(Problem): A word-for-word copy of the line containing "Detect flower bouquet." and every following line to the end of the data below is all the answer should hold.

+++ Extracted data +++

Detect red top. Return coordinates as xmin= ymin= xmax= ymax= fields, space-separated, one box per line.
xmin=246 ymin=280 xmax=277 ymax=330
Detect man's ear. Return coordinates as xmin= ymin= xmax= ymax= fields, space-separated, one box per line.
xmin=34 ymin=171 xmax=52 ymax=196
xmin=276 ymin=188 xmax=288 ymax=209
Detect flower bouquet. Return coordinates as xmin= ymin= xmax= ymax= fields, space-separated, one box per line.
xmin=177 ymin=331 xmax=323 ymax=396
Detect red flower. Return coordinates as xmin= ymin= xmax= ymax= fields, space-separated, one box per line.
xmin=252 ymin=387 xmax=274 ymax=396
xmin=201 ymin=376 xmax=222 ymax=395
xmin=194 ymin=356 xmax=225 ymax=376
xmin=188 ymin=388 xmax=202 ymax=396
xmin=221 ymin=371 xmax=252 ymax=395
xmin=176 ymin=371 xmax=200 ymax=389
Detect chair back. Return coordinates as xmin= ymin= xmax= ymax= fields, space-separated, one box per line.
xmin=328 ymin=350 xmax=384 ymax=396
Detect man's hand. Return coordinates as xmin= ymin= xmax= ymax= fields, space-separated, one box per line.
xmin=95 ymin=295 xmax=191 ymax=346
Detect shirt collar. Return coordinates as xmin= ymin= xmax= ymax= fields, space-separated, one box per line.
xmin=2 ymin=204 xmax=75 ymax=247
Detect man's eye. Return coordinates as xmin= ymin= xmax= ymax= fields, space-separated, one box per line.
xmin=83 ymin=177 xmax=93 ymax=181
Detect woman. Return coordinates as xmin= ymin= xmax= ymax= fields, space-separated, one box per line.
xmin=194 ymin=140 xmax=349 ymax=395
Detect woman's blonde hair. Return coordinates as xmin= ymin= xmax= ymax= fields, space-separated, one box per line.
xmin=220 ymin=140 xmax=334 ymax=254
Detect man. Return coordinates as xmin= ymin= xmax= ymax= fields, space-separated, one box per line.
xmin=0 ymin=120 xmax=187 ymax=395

+++

(Expected answer):
Detect flower bouquet. Return coordinates as xmin= ymin= xmax= ymax= fields, space-separated, one box per line.
xmin=177 ymin=331 xmax=323 ymax=396
Detect red flower. Return coordinates as xmin= ymin= xmax= ymax= fields, space-separated, one box per line.
xmin=252 ymin=387 xmax=274 ymax=396
xmin=201 ymin=376 xmax=222 ymax=395
xmin=194 ymin=356 xmax=225 ymax=376
xmin=188 ymin=388 xmax=202 ymax=396
xmin=221 ymin=371 xmax=252 ymax=395
xmin=176 ymin=371 xmax=200 ymax=389
Detect chair back. Return coordinates as xmin= ymin= xmax= ymax= fields, space-separated, one box per line.
xmin=328 ymin=350 xmax=384 ymax=396
Detect man's hand. Return coordinates as xmin= ymin= xmax= ymax= fields, space-separated, one box per line.
xmin=95 ymin=295 xmax=191 ymax=346
Detect shirt collar. Return coordinates as xmin= ymin= xmax= ymax= fields, space-separated, one box per line.
xmin=2 ymin=204 xmax=75 ymax=247
Detect man's eye. Return coordinates as xmin= ymin= xmax= ymax= fields, space-separated, one box per line.
xmin=83 ymin=177 xmax=93 ymax=181
Detect woman. Return coordinates as xmin= ymin= xmax= ymax= fields, space-separated, one box per line.
xmin=194 ymin=140 xmax=349 ymax=395
Detect woman's blonde hair. Return coordinates as xmin= ymin= xmax= ymax= fields, space-separated, one box per line.
xmin=220 ymin=140 xmax=334 ymax=254
Detect man. Return coordinates as xmin= ymin= xmax= ymax= fields, space-separated, one box per line.
xmin=0 ymin=120 xmax=187 ymax=395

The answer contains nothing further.